Top of EXERCISE PASSAGE

The Autumn Years: Understanding the Challenges of Aging


Posted on: 09 January 2017 by Jim Raychrudhury

Like growing up, growing older comes with its own unique challenges. From a greater need for specialist care and more frequent doctor visits to mobility and cognitive challenges, elder care comes with its own unique set of problems.

Like growing up, growing older comes with its own unique challenges. From a greater need for specialist care and more frequent doctor visits to mobility and cognitive challenges, elder care comes with its own unique set of problems. 
However, taking the time to understand some of the biggest issues that seniors face as they age can help significantly with preparation to deal with the hurdles that lie ahead - and make life easier and more comfortable for our elders. Here are five challenges that seniors face in their autumn years.
Mobility Issues
As seniors age, they slow down - partly due to entropy and waning physical strength, and partly due to conditions that mainly affect the elderly such as arthritis, bursitis, and osteoporosis. While such conditions can very often be treated, the impact can be slowed or delayed but not put off indefinitely - and even absent mobility-threatening conditions, seniors simply don't move as quickly as they used to. Mobility problems are one of the top concerns of most people when they think about getting older. 
Mobility challenges can be lessened by working to maintain good health, especially through diet and exercise. Older adults already experiencing mobility issues can work with physical therapists or personal trainers to increase mobility, and with physicians experienced in elder care. Their friends and family should encourage them to remain as active as possible, and to pay careful attention to their medical care throughout their senior years.
Cognitive Challenges
Memory and learning ability naturally decline with age, and older people tend to experience more cognitive disorders such as dementia and Alzheimer's disease. These challenges frustrate many seniors, especially those who were especially mentally robust in their younger years.  
While many elders who were mentally active in their younger years tend to remain so, greater levels of cognitive activity and social engagement are recommended for seniors, especially those suffering from conditions such as dementia. Intellectually stimulating activities such as puzzles, language learning, and music may lessen the impact of cognitive decline and may slow the onset of dementia-like illnesses. In addition, regular exercise can help to improve cognitive function.

Bottom of EXERCISE PASSAGE
Top of ENTRIES SUPPLIED

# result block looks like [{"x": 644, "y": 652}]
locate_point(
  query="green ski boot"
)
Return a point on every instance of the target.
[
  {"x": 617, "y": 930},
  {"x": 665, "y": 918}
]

Bottom of ENTRIES SUPPLIED

→ **ACTIVITY LIST**:
A: In the article on aging, which conditions are named as mainly affecting the elderly and slowing them down?
B: Using the article on aging, explain why it recommends intellectually stimulating activities such as puzzles, language learning, and music for seniors.
C: Continue the article on aging from its final sentence about regular exercise.

→ **RESPONSES IN ORDER**:
A: Arthritis, bursitis, and osteoporosis.

B: These activities may lessen the impact of cognitive decline. They may also slow the onset of dementia-like illnesses.

C:
Many older people experience isolation when they get older. The children have long since grown and gone about establishing households and families of their own, their spouse may have passed away, and close friends begin to pass away as well. Isolation can result in depression, cognitive decline, and suicidal ideation. 
Older adults should try to remain actively involved in their community as much as possible. For example, those with specialized skills may choose to teach classes at the local library or community center, or do volunteer work in the community that takes the most advantage of what they can do. Enrolling at a local senior center and attending events there several times a week can address not only social needs but physical and cognitive needs, such as dances, game nights, and the like. The families of elders should also try to visit their elders whenever possible to reduce the level of isolation, and make sure that they are able to get out into their community wherever possible.
Financial Planning
People are living longer and longer, but the challenges of aging have not diminished - particularly for those who require specialist or in-home care. Elders and their family should make it a point to make financial planning a priority both before and during retirement to ensure that the costs of living and health care can be met adequately. Investment returns should be carefully considered, as should regular income - such as Social Security or pension funds - and insurance policies should be very carefully planned and monitored. 
Depression and Grief
Many elders lose their spouses in their autumn years, which can worsen the problems of isolation that so many elders face. The decline of body and mind can result in deep depression, making elders highly vulnerable to the risk of suicide - particularly elderly males. 
Elders and their families must work to safeguard against these dangers by ensuring that both physical and mental health are being looked after. Elders should feel free to communicate their goals for their care to their physician, and their families should encourage them to seek out a mental health professional to assist them in constructively coping with the unique challenges of aging.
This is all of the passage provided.